═══ Teks yang Diberikan
Jelas menurut aturan tersebut bahwa keputusan wasit tidak bisa diganggu gugat oleh pemain ataupun ofisial. Adapun jika wasit diharuskan untuk mengubah suatu keputusan, perubahan tersebut didasarkan atas diskusi dan rekomendasi dengan asisten wasit (Law 5 – The Referee, artikel “Decisions of the Referee”). Seburuk atau semerugikan apapun, pemain tidak diperbolehkan untuk memprotes keputusan wasit, apalagi sampai menyerang wasit.

Di kompetisi sepak bola Indonesia, insiden penyerangan atau penganiayaan terhadap wasit bisa dikatakan cukup sering terjadi. Jika dirata-rata, setidaknya ada lebih dari 3 kali insiden terjadi dalam satu musim. Wasit dipukul, ditendang, digebuk, disundul, digampar, dikepret, didorong kesana-kemari bahkan sampai diuber-uber seperti maling pernah terjadi di kancah sepak bola nasional. Terkait insiden yang dimaksud, sebagian orang menyalahkan kualitas wasit dalam membuat keputusan dan memimpin pertandingan. Sebagian lagi menyalahkan para pemain atau ofisial yang terlibat karena tidak bisa menjaga perilakunya di depan wasit.

Saya akui memang kualitas wasit Indonesia masih sangat kurang. Buktinya, tidak ada satupun wasit kita yang ditugaskan untuk memimpin pertandingan level internasional seperti kualifikasi Piala Dunia atau Liga Champions Asia. Paling banter, wasit kita bertugas di Piala AFF. Dalam tayangan pertandingan liga lokal yang disiarkan di televisi, saya juga sering melihat kesalahan-kesalahan wasit yang cukup fatal sehingga mengundang tindak anarkistis dari para pemain atau ofisial yang dirugikan. Namun bagi saya pribadi, hal tersebut tetap bukanlah sebuah alasan bagi terjadinya tindak anarkistis terhadap wasit.

sobatbola.com
Saya beranggapan bahwa sering munculnya tindak anarkistis pemain atau ofisial terhadap wasit adalah karena kurangnya kontrol. Pertama, kurangnya kontrol dari otoritas dan pelaksana kompetisi dalam melakukan seleksi wasit. Pihak aparatur kompetisi mulai dari asosiasi sampai pelaksana perlu melakukan seleksi ketat terhadap calon wasit berdasarkan kualitas dan kecakapannya dalam memimpin pertandingan. FIFA bekerjasama dengan AFC senantiasa mengadakan kursus dan tes sertifikasi wasit secara berkala. Dalam hal ini, aparatur kompetisi sebaiknya mengirim wasit-wasit lokal untuk mengikuti kursus dan tes sertifikasi tersebut, sehingga dapat diketahui siapa-siapa saja yang pantas untuk memimpin pertandingan di kompetisi yang mereka jalankan.
══════
◆ Permintaan ◆
1. Salinlah tanpa perubahan bagian teks tentang wasit sepak bola mulai dari "sobatbola.com" sampai dengan "yang mereka jalankan.".
2. Menurut teks tentang wasit sepak bola, di turnamen apa wasit Indonesia paling banter bertugas?
3. Teruskan teks tentang wasit sepak bola mulai setelah kalimat terakhirnya.
Daftar yang tercantum setelah ini merupakan bahan yang terpisah dari teks tentang wasit sepak bola.
═══ Data yang Diberikan
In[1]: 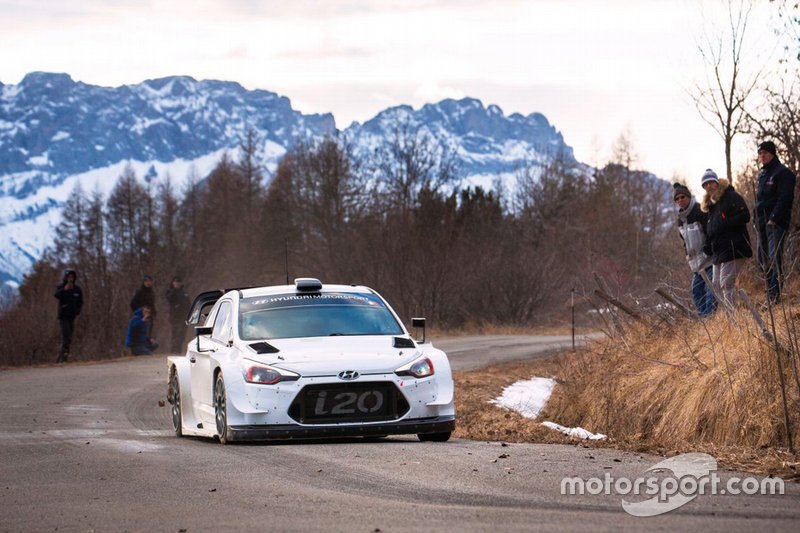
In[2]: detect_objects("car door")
[190,300,231,412]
══════
◆ Hasil ◆
1.
sobatbola.com
Saya beranggapan bahwa sering munculnya tindak anarkistis pemain atau ofisial terhadap wasit adalah karena kurangnya kontrol. Pertama, kurangnya kontrol dari otoritas dan pelaksana kompetisi dalam melakukan seleksi wasit. Pihak aparatur kompetisi mulai dari asosiasi sampai pelaksana perlu melakukan seleksi ketat terhadap calon wasit berdasarkan kualitas dan kecakapannya dalam memimpin pertandingan. FIFA bekerjasama dengan AFC senantiasa mengadakan kursus dan tes sertifikasi wasit secara berkala. Dalam hal ini, aparatur kompetisi sebaiknya mengirim wasit-wasit lokal untuk mengikuti kursus dan tes sertifikasi tersebut, sehingga dapat diketahui siapa-siapa saja yang pantas untuk memimpin pertandingan di kompetisi yang mereka jalankan.

2. Wasit Indonesia paling banter bertugas di Piala AFF.

3.
Kedua, kurangnya kontrol dari pihak klub terhadap pelaku tindakan anarkistis terhadap wasit baik yang dilakukan oleh pemain atau ofisial. Klub seharusnya sadar bahwa merekalah yang membayar gaji karyawannya yang dalam hal ini termasuk pemain dan ofisial. Klub akan merugi jika tindakan dan perilaku karyawannya menyebabkan mereka dijatuhi hukuman. Klub yang harus bertanggung jawab atas setiap tindakan dan perilaku yang diperbuat oleh para karyawannya tersebut. Oleh karena itu, klub harus mampu mengingatkan para karyawannya untuk berperilaku baik, di dalam maupun di luar lapangan. Salah satu caranya adalah dengan menambahkan klausul pada kontrak yang berkaitan dengan tindakan anarkistis.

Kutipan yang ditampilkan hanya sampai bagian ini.